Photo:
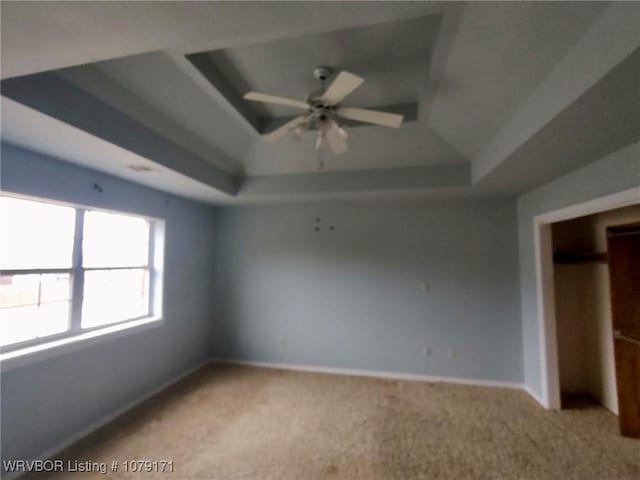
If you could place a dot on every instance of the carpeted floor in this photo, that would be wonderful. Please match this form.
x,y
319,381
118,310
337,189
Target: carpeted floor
x,y
232,423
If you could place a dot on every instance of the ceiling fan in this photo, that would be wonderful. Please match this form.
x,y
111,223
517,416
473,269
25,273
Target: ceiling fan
x,y
324,111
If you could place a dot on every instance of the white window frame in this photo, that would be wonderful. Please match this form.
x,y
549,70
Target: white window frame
x,y
75,331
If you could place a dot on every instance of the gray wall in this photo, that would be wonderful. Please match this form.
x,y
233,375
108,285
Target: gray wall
x,y
352,297
45,403
609,175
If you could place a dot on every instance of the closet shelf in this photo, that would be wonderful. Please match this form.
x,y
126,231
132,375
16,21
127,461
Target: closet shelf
x,y
579,257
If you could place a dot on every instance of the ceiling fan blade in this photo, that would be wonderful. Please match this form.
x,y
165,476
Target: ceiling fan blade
x,y
372,116
342,85
337,142
263,97
284,129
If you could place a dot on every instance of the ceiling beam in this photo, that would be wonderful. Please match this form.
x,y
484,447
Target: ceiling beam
x,y
613,37
42,36
438,177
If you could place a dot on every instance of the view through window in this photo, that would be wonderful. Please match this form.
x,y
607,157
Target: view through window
x,y
66,270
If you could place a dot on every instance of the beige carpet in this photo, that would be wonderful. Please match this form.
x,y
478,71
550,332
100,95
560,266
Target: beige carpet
x,y
232,423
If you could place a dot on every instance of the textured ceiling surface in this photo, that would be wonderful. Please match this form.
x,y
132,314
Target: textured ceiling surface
x,y
469,67
392,57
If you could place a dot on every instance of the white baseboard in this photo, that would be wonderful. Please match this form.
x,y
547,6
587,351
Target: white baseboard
x,y
60,446
373,373
535,396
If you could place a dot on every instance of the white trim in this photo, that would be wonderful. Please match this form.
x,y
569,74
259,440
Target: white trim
x,y
550,383
67,442
372,373
534,395
43,351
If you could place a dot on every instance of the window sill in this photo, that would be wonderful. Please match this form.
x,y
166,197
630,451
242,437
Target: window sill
x,y
36,353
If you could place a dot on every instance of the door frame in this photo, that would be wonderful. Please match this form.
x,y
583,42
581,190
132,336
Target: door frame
x,y
545,294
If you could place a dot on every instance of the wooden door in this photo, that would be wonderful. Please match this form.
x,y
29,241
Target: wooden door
x,y
624,274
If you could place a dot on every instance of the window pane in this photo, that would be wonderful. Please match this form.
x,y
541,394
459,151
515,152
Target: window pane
x,y
35,234
111,240
114,295
33,306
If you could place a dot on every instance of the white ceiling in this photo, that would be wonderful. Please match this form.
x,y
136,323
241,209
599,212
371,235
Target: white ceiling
x,y
472,68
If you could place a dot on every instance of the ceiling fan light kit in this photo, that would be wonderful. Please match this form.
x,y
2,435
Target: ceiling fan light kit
x,y
324,111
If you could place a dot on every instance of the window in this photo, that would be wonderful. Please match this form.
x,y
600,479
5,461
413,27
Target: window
x,y
68,270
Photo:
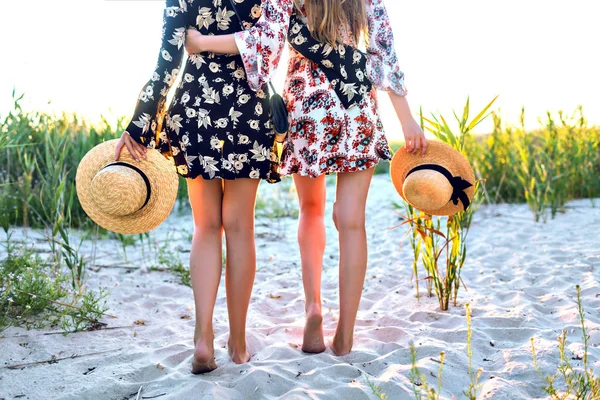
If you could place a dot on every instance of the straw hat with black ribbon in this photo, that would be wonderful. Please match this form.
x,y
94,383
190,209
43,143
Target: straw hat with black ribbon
x,y
126,196
441,182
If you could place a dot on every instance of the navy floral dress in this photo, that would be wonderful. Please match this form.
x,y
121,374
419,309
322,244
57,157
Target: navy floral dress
x,y
218,124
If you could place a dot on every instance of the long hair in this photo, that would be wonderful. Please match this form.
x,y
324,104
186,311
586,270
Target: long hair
x,y
325,17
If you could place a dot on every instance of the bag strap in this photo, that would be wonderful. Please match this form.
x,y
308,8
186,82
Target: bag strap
x,y
237,14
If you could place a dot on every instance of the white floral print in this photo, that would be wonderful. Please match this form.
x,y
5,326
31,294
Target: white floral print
x,y
217,125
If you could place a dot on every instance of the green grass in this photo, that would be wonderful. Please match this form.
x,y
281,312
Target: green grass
x,y
38,294
569,382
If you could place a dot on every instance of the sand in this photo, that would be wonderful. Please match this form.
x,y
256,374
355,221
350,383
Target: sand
x,y
520,275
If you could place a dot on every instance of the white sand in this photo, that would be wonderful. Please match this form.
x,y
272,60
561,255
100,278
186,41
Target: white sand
x,y
521,279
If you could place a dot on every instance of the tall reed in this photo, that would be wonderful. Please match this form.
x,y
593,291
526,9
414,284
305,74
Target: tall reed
x,y
427,240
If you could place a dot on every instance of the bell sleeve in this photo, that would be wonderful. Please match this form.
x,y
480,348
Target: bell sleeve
x,y
383,68
151,101
261,46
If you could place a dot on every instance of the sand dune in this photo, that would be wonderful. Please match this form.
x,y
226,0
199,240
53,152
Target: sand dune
x,y
521,279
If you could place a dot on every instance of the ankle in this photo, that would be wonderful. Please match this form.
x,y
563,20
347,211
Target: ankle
x,y
313,307
205,335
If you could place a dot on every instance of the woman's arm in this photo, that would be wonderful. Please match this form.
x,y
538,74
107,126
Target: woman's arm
x,y
141,131
260,46
195,42
384,71
414,137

┄┄┄┄┄┄┄┄┄┄┄┄┄┄┄┄┄┄┄┄

**Work required**
An exact transcription of the records above is needed, with no pictures included.

**Answer**
Photo:
If you could place a dot on every instance of the carpeted floor in this photo, that would be wonderful. Please match this form.
x,y
319,381
118,310
337,189
Target: carpeted floor
x,y
232,423
If you could place a dot on every instance of the ceiling fan in this photo, that would be wonderful. Please match this form.
x,y
111,223
517,416
473,269
25,273
Target: ceiling fan
x,y
324,111
If you could place a dot on every instance of the white window frame in this photo, that would be wonderful. Please match this form.
x,y
549,70
Target: white window frame
x,y
75,331
If you could place a dot on every instance of the gray wall in this photo, that would be wonderful. Please match this form.
x,y
233,375
108,285
Target: gray wall
x,y
352,297
45,403
609,175
If you could place a dot on every instance of the closet shelf in this photo, that would be wonderful. Please match this form.
x,y
126,231
132,375
16,21
127,461
Target: closet shelf
x,y
579,257
If you could place a dot on every instance of the ceiling fan blade in this photo, that would be wonderful. Please match this form.
x,y
165,476
Target: ceiling fan blade
x,y
372,116
342,85
337,142
263,97
284,129
If you could place a dot on every instance of the ceiling beam in this photo, that would be wonderful. Please match this form.
x,y
484,447
Target: ceiling beam
x,y
613,37
42,36
438,177
If you could place a dot on every instance of the view through window in this photo, that would be wonderful. Please match this form.
x,y
607,157
Target: view through window
x,y
66,270
If you could place a dot on every instance of the beige carpet in this photo, that would be wonderful. Please match this form.
x,y
478,71
550,332
100,95
560,266
Target: beige carpet
x,y
232,423
If you could place a dot on every instance of the textured ceiling surface in this photo, that would be wonderful. Please match this form.
x,y
132,314
Target: textured ceiling surface
x,y
469,67
392,57
If you could place a dot on every instance of the white baseboard in this photo, that would be wonderful. Please match this form.
x,y
547,6
587,351
Target: white baseboard
x,y
60,446
373,373
535,396
If you could place a dot on every instance of the white trim in this photo, that would be wonderful. Please match this form.
x,y
569,74
259,440
Target: white trim
x,y
550,383
67,442
372,373
534,395
43,351
If you could place a dot on every instance of the window sill in this photo, that would be wonderful. Please match this form.
x,y
166,197
630,451
242,437
Target: window sill
x,y
36,353
If you could place a dot on every instance of the door frame in this photo, that would be wonderful. Please match this form.
x,y
583,42
581,190
132,336
Target: door frame
x,y
545,294
If you could place a dot on every instance of the wooden door in this photo, that would be wonderful. Please match this form.
x,y
29,241
Target: wooden door
x,y
624,274
If you could place a dot on every instance of the window pane in this photo, that would be wonderful. Please match this form.
x,y
541,394
459,151
515,152
Target: window pane
x,y
35,234
111,240
114,295
33,306
If you could place a dot on every instance of the white ceiling in this photo, that would be wonderful. Please match this form.
x,y
136,323
241,209
599,212
371,235
Target: white ceiling
x,y
472,68
If you could place a dot on every instance of the ceiling fan light kit in this photo, that would be wonderful. Please match this form.
x,y
2,435
Target: ceiling fan light kit
x,y
324,111
If you could place a dot on every instance of the window in this photo, that would be wonderful. Please match this form.
x,y
600,479
5,461
413,27
Target: window
x,y
68,270
Photo:
If you could place a dot on every instance of the straw hat with black ribbon in this photo, that would be wonderful. Please match this form.
x,y
94,383
190,209
43,143
Target: straw hat with black ribbon
x,y
126,196
441,182
If you could place a dot on every instance of the navy floral dress in this photo, that would be wonderful. Please match this form.
x,y
121,374
419,309
322,244
57,157
Target: navy floral dress
x,y
218,124
If you could place a dot on every instance of the long hair in this photo, that would be wonderful. Please match this form.
x,y
324,104
186,311
586,270
Target: long hair
x,y
325,17
If you could place a dot on every instance of the bag strap in this photo, that would be wonderful. Please match this form.
x,y
308,8
186,82
Target: bag strap
x,y
237,14
If you could place a dot on every instance of the white floral print in this photo, that would be wonderful. Please match this form.
x,y
5,326
31,294
Target: white floral print
x,y
217,125
If you could place a dot on every instance of the green grass in this photo, that would be wonderful. Please match this form.
x,y
281,312
Target: green grass
x,y
38,294
569,382
If you could place a dot on every instance of the sand in this photo, that would be wonderful. Please match this form.
x,y
256,374
355,221
350,383
Target: sand
x,y
520,275
If you could place a dot on every instance of the white sand in this photo, that would be wonderful. Please match this form.
x,y
272,60
561,255
100,278
186,41
Target: white sand
x,y
521,279
If you could place a dot on every instance of the tall reed in this photo, that would be wonderful. Please match this form.
x,y
593,291
526,9
414,284
305,74
Target: tall reed
x,y
427,240
If you could place a dot on every instance of the bell sleeve in this photo, that would be wonderful. Please match this form.
x,y
480,348
Target: bell sleeve
x,y
383,68
151,101
261,46
If you could place a dot on every instance of the sand dune in this photo, that would be wonderful. Please match this form.
x,y
226,0
199,240
53,152
Target: sand dune
x,y
521,279
If you could place a dot on every instance of the ankle in this photo, that would be wonderful. Please match this form.
x,y
563,20
347,211
Target: ankle
x,y
313,307
205,335
If you could place a dot on every instance of the woman's arm in this photo, that would be wonderful. Please match this form.
x,y
538,74
107,126
Target: woman's arm
x,y
141,131
260,46
195,42
384,71
414,137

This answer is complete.